WHAT TO PRODUCE —
Copy out the listing below word for word, leaving out the pictures.
[start DATA PROVIDED]
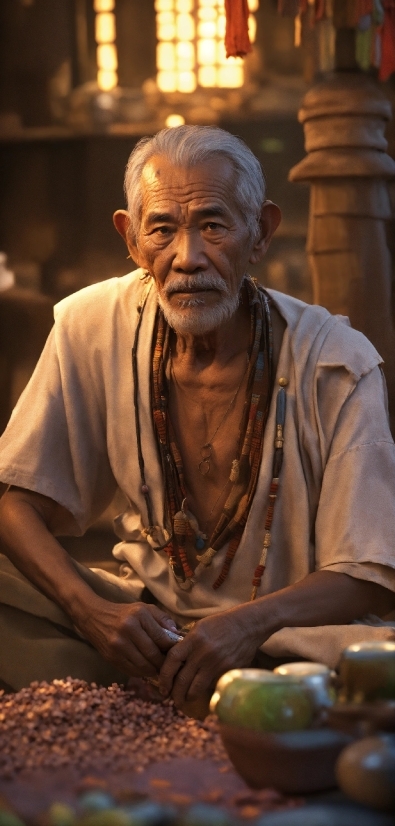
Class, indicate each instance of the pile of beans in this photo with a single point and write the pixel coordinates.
(70, 723)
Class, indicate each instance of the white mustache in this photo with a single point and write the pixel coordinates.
(200, 281)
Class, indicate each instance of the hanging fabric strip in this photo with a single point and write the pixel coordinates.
(387, 66)
(237, 41)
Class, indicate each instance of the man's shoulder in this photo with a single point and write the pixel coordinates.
(99, 300)
(328, 338)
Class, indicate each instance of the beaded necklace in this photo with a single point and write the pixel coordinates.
(182, 524)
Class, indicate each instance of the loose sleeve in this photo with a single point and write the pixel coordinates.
(355, 524)
(55, 443)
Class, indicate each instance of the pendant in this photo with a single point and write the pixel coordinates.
(204, 464)
(199, 543)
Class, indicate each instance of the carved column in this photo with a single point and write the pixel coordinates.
(348, 170)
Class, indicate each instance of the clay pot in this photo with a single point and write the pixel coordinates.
(365, 771)
(367, 672)
(262, 701)
(294, 762)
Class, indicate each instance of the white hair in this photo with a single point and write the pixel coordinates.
(186, 146)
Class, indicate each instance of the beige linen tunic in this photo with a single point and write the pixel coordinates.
(72, 437)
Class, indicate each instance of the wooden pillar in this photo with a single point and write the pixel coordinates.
(348, 170)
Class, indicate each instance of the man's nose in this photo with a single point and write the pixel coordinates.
(189, 252)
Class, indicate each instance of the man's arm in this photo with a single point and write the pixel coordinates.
(129, 635)
(231, 639)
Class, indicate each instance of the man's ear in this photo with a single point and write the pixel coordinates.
(269, 221)
(121, 221)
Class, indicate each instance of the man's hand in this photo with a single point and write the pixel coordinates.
(214, 645)
(131, 636)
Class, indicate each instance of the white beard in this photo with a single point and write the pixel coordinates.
(198, 319)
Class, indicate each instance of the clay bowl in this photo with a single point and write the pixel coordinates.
(294, 762)
(359, 719)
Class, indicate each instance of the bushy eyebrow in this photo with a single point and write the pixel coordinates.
(215, 211)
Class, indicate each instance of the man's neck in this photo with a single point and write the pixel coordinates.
(220, 345)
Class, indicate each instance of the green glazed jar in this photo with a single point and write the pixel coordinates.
(367, 672)
(262, 701)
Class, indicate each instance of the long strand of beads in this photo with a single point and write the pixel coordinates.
(277, 464)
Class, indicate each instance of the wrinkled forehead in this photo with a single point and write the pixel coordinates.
(160, 171)
(163, 181)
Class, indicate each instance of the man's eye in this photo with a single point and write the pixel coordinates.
(163, 231)
(213, 226)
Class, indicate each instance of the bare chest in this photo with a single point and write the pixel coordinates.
(207, 427)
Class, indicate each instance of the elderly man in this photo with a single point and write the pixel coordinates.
(247, 430)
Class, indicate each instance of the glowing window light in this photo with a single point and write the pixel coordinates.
(185, 27)
(103, 5)
(185, 51)
(207, 14)
(207, 76)
(186, 82)
(196, 31)
(163, 5)
(206, 52)
(252, 28)
(106, 51)
(107, 58)
(106, 80)
(184, 6)
(167, 81)
(207, 28)
(230, 76)
(165, 57)
(166, 29)
(174, 120)
(105, 28)
(221, 26)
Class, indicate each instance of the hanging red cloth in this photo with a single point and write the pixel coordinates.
(387, 65)
(237, 42)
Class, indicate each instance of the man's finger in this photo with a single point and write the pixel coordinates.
(171, 666)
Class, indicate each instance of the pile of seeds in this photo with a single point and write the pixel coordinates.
(70, 723)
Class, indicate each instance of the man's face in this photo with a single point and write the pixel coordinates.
(194, 241)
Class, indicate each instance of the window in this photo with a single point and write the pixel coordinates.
(190, 48)
(106, 49)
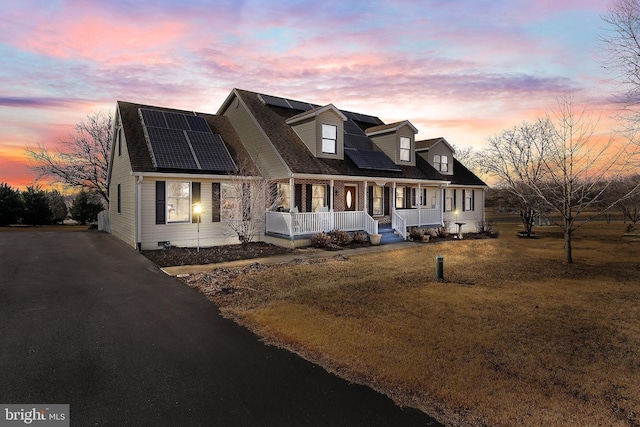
[end DATA PROVIDED]
EXERCISE SOLUTION —
Class, indicate each instance of the pile of beans in this photo with a single point and write the pixel coordinates.
(70, 723)
Class, indicate each instance of the white mustache in this photo with a single point and write the pixel coordinates.
(200, 281)
Class, indicate each instance of the hanging fabric strip in this photo with a single point and write the pixel coordinates.
(387, 66)
(237, 41)
Class, indicate each instance of the man's shoulder in this photo with a single point and write the pixel coordinates.
(99, 300)
(328, 338)
Class, indicate each instance of the beaded necklace in this photo with a single point and write the pixel coordinates.
(182, 524)
Class, indicate each instance of the loose sleeve in this photo with a single point and write the pixel coordinates.
(355, 524)
(55, 443)
Class, indicate each instance of the pendant in this photo with a single point and write the pixel coordinates.
(204, 464)
(199, 543)
Class, indicate each instance of the carved column in this photo with a single point and write the pixel coordinates.
(348, 170)
Class, indicate each instance of the clay pot in this photo with a single point and write the pixel coordinates.
(365, 771)
(367, 672)
(262, 701)
(294, 762)
Class, indicate each instance of the white hair in this photo with a single point and write the pixel coordinates.
(186, 146)
Class, indicate each instance of the beige linen tunic in this photo with a single point and write the pixel coordinates.
(72, 437)
Class, indicate each instance of the wooden pillar in this photo with a single point and write the pixel coordinates.
(348, 170)
Class, indicate each instance of the man's nose in this photo with a single point and write the pixel coordinates.
(189, 252)
Class, indicate each instance of the man's arm in this photo with a single point and write the pixel coordinates.
(129, 635)
(231, 639)
Class, indicate each instance of the man's ear in this photo with a single point and write the pixel coordinates.
(269, 221)
(121, 221)
Class, indicate each instance of the man's hand in this photo with a single point and write the pixel coordinates.
(214, 645)
(131, 636)
Class, indicate each instance of the white beard in this photo with a single point and write the pixel coordinates.
(198, 319)
Class, indicate each instance of the clay bowl in this photo with a single point and write the pixel coordinates.
(294, 762)
(359, 719)
Class, indicate each instance of the bushy eyebrow in this photo with a single point and write the pixel coordinates.
(215, 211)
Class, indicate each instance of the man's neck in this photo with a single point and write the pixel coordinates.
(220, 345)
Class, indicate each instance of the green glazed jar in this photo with a single point and write the pixel coordinates.
(367, 672)
(262, 701)
Class, indicate each instance of the long strand of beads in this photo with a single point and write the pixel coordinates.
(277, 464)
Class, indicate each instance of the wrinkled forehead in this photo with a single point and write the pixel coordinates.
(160, 171)
(163, 181)
Class, indicate each instance of the man's eye in this photo with a single point and write the pixel coordinates.
(163, 231)
(213, 226)
Class, indicate each instance of the bare chest in this photo with a single point and write the pixel coordinates.
(207, 427)
Class, indicate each instance of the elderly man in this photo with a single point and write the pixel coordinates.
(247, 430)
Class, indicate each instance of the glowing window light in this photo with a single point and write the pixel coordinates.
(185, 27)
(103, 5)
(185, 51)
(207, 14)
(207, 76)
(186, 82)
(196, 31)
(163, 5)
(206, 52)
(252, 28)
(106, 51)
(107, 58)
(106, 80)
(184, 6)
(167, 81)
(207, 28)
(230, 76)
(165, 57)
(166, 29)
(174, 120)
(105, 28)
(221, 26)
Class, indicate each instance of the hanging red cloth in this photo with a single point and write the pixel coordinates.
(387, 65)
(237, 42)
Class, indicate each instance of the man's finger in this photo with a single point and write the pixel coordinates.
(171, 666)
Class, indicate each instance of the pile of seeds in this photo with a single point and write the pixel coordinates.
(70, 723)
Class, indicate each instance of the man's face in this photo with a single point and write the pixel coordinates.
(194, 241)
Class, indicate each instance of the window in this photo with a single point and write the pixel coordinates.
(190, 48)
(106, 49)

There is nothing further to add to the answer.